# Objective
Update the listing from the line that contains "For every instance of the wood" through its end, replacing "decorative" with "ornamental" and changing nothing else. Return only those updated lines.

# Dataset rows
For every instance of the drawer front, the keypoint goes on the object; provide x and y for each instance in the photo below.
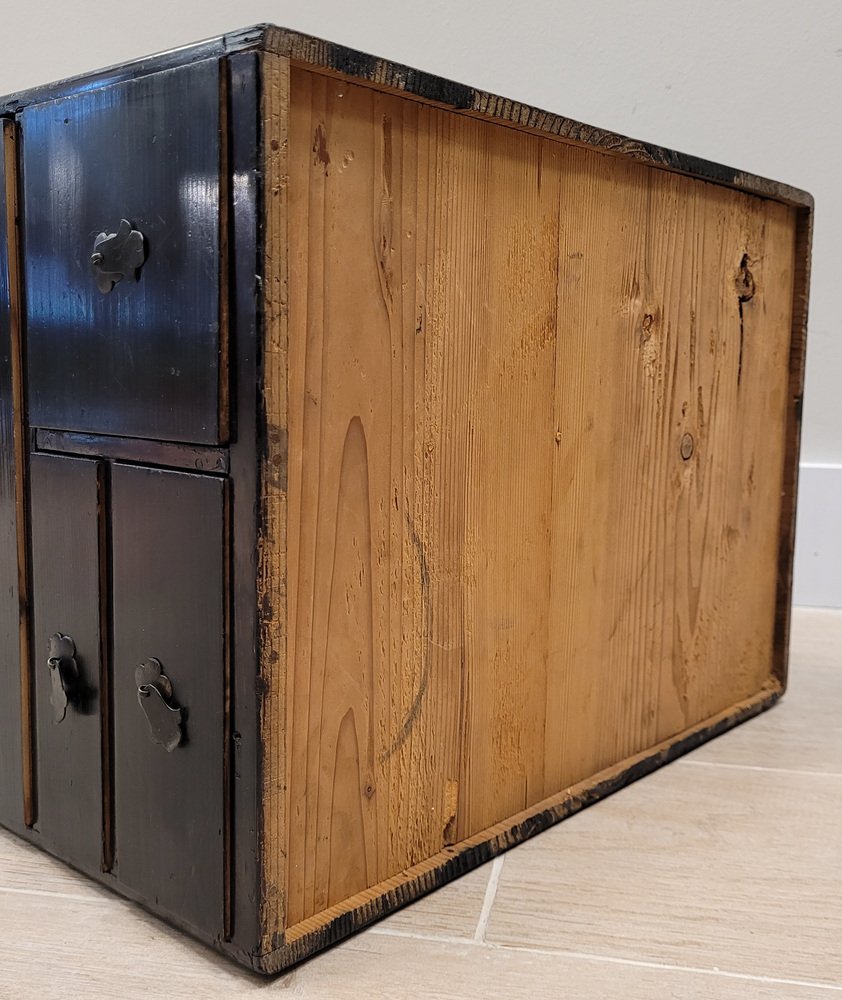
(11, 767)
(148, 358)
(65, 579)
(169, 591)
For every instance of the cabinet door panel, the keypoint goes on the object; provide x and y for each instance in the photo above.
(168, 540)
(65, 579)
(11, 767)
(146, 358)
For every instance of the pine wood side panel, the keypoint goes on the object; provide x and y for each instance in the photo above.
(368, 728)
(504, 574)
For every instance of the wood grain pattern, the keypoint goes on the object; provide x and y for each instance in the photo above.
(538, 398)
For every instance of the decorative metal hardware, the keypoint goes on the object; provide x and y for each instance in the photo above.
(64, 673)
(154, 695)
(117, 255)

# Answer
For every instance of the wood grain pattern, the keypoint goes on the object; provide x and y for each instance in the photo above.
(538, 398)
For every instance of the ornamental metal hardware, the keypoint goes on the object; provide x and y for each instance in the photo above.
(64, 673)
(154, 695)
(117, 255)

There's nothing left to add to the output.